======== Source text
According to the report, the company “hoped to communicate to the market their targeted price ranges for their shares and begin formal meetings with potential IPO investors on Monday,” adding that “the companies have now put these plans on ice until the market improves.”

Reps for Warner Music did not immediately respond to Variety‘s requests for comment or confirmation.

The virus has begun to complicate plans for companies that hoped to complete their IPOs, before the 2020 presidential election complicates virtually everything.

The Reuters report says, “When it presses ahead, Warner Music is set to be one of the year’s larger IPOs, raising in excess of $1 billion, sources said. The company is not in an urgent need to go public with the entirety of proceeds from the IPO going to current investors and not to the company.”

With Universal Music Group recently valued at $33 billion — as part of its agreement to sell 10% of itself to a consortium led by Chinese tech giant Tencent — it is not surprising that Warner would test the waters. Still, its move came less than six weeks after UMG closed the Tencent deal, catching many observers, and even many of its senior executives, off guard.

The inspiration for this move is not hard to deduce: Universal, the world’s largest music company, was valued by Goldman Sachs at $23.5 billion in August of 2017 — $10 billion less than its current value, and nearly five times what it was worth in 2013. The other major label, Sony Music, is currently inextricably part of the larger Sony Corporation, making a straight music play inapplicable at this time.
================
======== Entries supplied
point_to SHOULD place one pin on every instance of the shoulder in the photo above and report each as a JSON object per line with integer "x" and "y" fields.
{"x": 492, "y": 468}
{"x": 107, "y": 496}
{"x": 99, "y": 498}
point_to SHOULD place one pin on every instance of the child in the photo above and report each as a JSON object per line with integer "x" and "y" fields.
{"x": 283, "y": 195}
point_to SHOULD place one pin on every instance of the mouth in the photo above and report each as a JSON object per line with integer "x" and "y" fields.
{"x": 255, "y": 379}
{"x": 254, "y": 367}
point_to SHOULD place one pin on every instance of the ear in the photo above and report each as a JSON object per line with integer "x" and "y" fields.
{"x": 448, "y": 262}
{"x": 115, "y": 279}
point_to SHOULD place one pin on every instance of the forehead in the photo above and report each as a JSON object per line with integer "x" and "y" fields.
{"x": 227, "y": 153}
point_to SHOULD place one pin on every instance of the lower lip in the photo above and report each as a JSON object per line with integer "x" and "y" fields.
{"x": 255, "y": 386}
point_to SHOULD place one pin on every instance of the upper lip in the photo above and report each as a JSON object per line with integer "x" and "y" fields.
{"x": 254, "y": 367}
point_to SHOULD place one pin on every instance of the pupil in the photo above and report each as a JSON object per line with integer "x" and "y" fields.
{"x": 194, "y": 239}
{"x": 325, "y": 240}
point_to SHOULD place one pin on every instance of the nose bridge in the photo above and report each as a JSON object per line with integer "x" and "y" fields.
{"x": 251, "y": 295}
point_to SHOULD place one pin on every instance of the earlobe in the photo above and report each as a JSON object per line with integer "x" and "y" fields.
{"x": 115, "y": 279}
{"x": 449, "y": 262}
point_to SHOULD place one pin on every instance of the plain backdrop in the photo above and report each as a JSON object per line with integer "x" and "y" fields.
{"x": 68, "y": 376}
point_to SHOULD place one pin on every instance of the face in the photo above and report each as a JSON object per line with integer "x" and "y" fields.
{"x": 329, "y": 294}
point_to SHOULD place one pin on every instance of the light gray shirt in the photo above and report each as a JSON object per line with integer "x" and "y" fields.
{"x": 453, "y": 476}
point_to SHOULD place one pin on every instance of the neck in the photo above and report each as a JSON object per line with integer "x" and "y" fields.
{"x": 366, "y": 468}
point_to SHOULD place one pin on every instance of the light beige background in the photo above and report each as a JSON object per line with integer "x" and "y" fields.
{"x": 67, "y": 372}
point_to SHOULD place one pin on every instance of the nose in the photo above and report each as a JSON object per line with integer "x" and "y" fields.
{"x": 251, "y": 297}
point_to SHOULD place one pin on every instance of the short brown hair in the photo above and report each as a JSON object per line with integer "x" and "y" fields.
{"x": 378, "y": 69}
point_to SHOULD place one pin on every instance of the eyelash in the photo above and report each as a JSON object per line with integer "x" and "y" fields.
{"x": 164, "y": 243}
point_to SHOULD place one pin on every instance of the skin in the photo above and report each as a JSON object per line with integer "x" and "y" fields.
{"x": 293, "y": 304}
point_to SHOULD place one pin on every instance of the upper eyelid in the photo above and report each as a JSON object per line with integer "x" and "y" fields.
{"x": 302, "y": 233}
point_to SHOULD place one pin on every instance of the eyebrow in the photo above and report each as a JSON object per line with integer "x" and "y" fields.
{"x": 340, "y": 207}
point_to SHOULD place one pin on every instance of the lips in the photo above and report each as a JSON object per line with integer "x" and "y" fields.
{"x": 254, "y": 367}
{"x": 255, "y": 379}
================
About this exercise:
Retype the part of the Warner Music IPO text starting at "According to the" and ending at "complicates virtually everything.".

Result of this task:
According to the report, the company “hoped to communicate to the market their targeted price ranges for their shares and begin formal meetings with potential IPO investors on Monday,” adding that “the companies have now put these plans on ice until the market improves.”

Reps for Warner Music did not immediately respond to Variety‘s requests for comment or confirmation.

The virus has begun to complicate plans for companies that hoped to complete their IPOs, before the 2020 presidential election complicates virtually everything.